#### Exercise aim:
Rewrite the material below, changing every "reply with" to "answer with" and leaving the rest as it is.

Items stored from a collection
## BEGIN
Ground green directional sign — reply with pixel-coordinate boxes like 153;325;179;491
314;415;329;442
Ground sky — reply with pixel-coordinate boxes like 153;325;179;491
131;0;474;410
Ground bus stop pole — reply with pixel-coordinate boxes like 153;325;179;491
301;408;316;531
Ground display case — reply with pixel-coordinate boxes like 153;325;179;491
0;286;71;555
## END
#### Solution to this exercise:
Ground green directional sign — answer with pixel-coordinate boxes like 153;325;179;491
314;415;329;442
Ground sky — answer with pixel-coordinate boxes like 153;325;179;491
131;0;474;410
Ground bus stop pole — answer with pixel-coordinate boxes like 153;325;179;491
301;408;316;531
Ground display case — answer with pixel-coordinate boxes like 153;325;179;491
0;286;71;555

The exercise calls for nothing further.